> [Saved entries]:

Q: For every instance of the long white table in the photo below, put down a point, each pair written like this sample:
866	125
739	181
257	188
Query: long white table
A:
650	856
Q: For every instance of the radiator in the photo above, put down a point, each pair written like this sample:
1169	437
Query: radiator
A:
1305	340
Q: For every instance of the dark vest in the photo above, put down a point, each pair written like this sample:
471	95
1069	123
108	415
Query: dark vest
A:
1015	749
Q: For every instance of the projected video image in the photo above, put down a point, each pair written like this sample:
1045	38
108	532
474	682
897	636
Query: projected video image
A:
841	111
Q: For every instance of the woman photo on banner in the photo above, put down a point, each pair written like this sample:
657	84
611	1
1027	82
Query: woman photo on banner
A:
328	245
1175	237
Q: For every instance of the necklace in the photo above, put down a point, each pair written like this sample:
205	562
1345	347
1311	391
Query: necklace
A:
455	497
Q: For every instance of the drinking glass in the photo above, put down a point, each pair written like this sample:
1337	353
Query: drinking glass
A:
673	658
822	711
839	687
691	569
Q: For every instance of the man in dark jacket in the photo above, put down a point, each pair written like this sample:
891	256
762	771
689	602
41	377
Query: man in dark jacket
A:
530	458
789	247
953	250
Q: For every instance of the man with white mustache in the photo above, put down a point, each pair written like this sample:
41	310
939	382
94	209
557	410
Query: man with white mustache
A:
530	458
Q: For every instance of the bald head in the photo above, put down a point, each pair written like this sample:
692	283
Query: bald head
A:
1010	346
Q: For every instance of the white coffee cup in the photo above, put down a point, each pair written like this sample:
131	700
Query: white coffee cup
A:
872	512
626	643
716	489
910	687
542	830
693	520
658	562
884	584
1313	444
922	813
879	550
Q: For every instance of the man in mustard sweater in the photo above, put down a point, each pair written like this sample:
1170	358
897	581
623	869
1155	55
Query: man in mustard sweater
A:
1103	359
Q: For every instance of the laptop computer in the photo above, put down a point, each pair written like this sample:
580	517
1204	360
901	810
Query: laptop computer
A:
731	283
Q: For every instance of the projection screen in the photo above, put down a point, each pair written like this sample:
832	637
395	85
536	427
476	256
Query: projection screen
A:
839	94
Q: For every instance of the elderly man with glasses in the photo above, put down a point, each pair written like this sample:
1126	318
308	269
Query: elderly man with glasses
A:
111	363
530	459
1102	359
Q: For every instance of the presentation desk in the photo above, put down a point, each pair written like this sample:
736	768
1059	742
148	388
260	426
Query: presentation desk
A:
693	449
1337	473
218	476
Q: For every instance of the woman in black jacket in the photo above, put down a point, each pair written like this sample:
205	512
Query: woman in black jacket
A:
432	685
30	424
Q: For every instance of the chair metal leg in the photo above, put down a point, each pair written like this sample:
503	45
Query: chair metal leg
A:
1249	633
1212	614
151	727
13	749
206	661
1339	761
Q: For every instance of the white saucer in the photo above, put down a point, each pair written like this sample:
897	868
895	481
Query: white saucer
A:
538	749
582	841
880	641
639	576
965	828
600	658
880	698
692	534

--

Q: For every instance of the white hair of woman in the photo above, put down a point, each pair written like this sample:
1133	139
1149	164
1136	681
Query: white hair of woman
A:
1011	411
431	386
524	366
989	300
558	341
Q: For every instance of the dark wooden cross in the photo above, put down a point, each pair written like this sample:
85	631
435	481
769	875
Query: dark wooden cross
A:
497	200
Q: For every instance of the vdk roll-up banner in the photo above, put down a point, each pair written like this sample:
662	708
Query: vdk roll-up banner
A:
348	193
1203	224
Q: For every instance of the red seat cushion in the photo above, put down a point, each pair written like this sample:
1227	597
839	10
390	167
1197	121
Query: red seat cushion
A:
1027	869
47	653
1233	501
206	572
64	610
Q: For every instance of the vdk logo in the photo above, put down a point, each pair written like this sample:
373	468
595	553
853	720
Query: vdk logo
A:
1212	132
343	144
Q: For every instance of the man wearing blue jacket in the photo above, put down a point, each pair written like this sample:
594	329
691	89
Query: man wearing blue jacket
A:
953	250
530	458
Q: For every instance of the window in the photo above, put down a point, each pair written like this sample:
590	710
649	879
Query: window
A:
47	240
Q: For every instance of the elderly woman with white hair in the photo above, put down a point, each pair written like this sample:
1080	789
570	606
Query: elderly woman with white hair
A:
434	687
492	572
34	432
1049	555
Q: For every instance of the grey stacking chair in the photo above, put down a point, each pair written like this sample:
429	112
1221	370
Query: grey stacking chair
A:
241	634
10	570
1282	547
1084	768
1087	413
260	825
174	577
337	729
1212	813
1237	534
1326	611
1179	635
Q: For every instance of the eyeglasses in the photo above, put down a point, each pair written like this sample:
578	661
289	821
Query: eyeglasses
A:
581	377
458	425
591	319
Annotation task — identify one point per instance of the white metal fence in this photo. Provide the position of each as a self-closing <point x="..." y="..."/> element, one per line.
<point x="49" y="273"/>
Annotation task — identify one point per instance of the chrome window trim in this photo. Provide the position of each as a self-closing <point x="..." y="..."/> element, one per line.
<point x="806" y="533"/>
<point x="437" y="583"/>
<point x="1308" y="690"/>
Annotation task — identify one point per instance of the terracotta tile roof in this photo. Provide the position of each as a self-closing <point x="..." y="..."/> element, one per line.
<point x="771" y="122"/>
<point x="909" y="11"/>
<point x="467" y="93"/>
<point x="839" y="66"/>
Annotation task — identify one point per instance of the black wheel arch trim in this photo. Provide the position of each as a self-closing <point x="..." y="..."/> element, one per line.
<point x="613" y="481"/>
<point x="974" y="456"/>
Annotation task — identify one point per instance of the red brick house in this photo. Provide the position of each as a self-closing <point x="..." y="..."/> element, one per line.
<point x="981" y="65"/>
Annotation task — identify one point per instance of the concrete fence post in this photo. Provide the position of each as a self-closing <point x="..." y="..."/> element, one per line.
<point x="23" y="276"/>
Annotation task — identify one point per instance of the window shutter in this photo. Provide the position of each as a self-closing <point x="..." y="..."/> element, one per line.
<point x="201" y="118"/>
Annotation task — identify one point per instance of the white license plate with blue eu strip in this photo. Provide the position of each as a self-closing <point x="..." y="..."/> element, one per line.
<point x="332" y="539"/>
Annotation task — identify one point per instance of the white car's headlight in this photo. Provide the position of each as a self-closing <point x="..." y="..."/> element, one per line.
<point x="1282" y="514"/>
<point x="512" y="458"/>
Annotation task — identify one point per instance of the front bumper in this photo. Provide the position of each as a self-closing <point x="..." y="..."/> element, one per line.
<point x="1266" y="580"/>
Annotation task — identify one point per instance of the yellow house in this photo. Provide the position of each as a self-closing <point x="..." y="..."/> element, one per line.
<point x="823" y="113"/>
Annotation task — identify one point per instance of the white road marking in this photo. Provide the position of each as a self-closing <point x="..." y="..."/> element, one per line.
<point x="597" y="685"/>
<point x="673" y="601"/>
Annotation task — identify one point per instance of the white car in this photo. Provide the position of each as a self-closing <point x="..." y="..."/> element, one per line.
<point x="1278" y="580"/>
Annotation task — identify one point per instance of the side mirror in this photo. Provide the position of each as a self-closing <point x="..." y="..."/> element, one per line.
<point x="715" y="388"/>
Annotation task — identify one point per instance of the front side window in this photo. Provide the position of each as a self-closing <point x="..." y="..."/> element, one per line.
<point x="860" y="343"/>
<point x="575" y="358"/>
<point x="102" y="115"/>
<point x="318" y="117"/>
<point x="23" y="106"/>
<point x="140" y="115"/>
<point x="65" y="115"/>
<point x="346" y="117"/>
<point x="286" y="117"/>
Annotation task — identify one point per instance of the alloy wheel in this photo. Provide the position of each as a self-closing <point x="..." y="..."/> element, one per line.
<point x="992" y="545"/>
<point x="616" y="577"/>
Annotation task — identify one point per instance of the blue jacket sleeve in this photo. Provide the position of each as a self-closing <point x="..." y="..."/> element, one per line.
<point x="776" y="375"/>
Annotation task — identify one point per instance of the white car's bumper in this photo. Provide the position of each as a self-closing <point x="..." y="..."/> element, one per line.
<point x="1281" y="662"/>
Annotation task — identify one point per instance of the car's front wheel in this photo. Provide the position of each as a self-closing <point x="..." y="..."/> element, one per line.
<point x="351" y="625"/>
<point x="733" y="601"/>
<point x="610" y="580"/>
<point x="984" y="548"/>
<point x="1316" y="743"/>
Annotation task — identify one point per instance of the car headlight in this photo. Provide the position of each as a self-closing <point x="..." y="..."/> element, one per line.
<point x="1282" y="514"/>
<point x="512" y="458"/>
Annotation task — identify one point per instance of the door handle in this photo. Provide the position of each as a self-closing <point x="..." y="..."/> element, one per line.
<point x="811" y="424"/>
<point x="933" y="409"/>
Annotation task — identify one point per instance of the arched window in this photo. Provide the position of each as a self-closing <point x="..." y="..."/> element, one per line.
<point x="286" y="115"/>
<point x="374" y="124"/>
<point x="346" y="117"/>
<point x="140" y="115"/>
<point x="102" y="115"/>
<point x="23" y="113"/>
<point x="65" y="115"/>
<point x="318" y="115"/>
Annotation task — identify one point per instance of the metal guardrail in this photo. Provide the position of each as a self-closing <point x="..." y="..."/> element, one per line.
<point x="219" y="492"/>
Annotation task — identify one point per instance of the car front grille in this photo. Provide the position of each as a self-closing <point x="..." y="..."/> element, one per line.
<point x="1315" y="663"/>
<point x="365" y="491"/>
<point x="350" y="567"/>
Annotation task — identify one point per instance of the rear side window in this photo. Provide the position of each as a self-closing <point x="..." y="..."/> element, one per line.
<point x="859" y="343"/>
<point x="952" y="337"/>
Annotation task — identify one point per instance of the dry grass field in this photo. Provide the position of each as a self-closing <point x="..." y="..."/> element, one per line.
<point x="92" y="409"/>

==

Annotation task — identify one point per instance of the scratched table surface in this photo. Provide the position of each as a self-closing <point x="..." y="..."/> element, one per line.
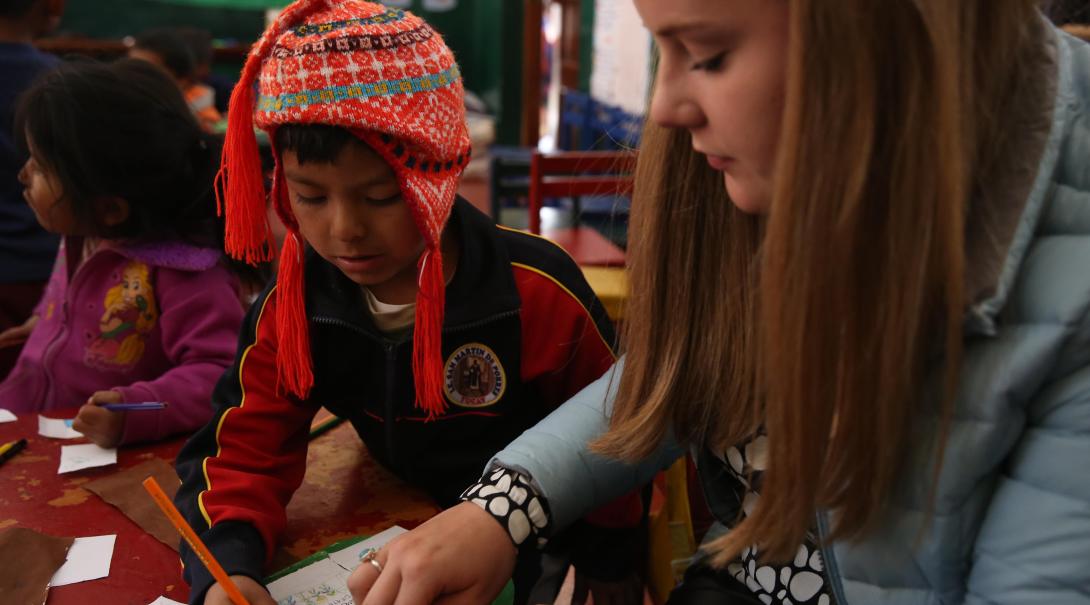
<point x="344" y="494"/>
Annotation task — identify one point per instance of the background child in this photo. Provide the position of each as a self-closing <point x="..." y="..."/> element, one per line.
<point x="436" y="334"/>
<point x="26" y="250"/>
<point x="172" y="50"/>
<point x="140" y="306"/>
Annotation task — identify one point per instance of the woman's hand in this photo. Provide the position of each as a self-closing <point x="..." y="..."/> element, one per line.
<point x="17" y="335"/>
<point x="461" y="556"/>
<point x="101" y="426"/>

> [The problem]:
If a line in the entries contains "chair", copy it.

> [Result for this task]:
Q: For every instance of the chair metal leg in the photo above, put down a point, each pair written like this sample:
Query: chair metal leg
Q: For every instance of the grey stacking chair in the photo above, put down a point, each pair written like this sample:
Query: grey stacking chair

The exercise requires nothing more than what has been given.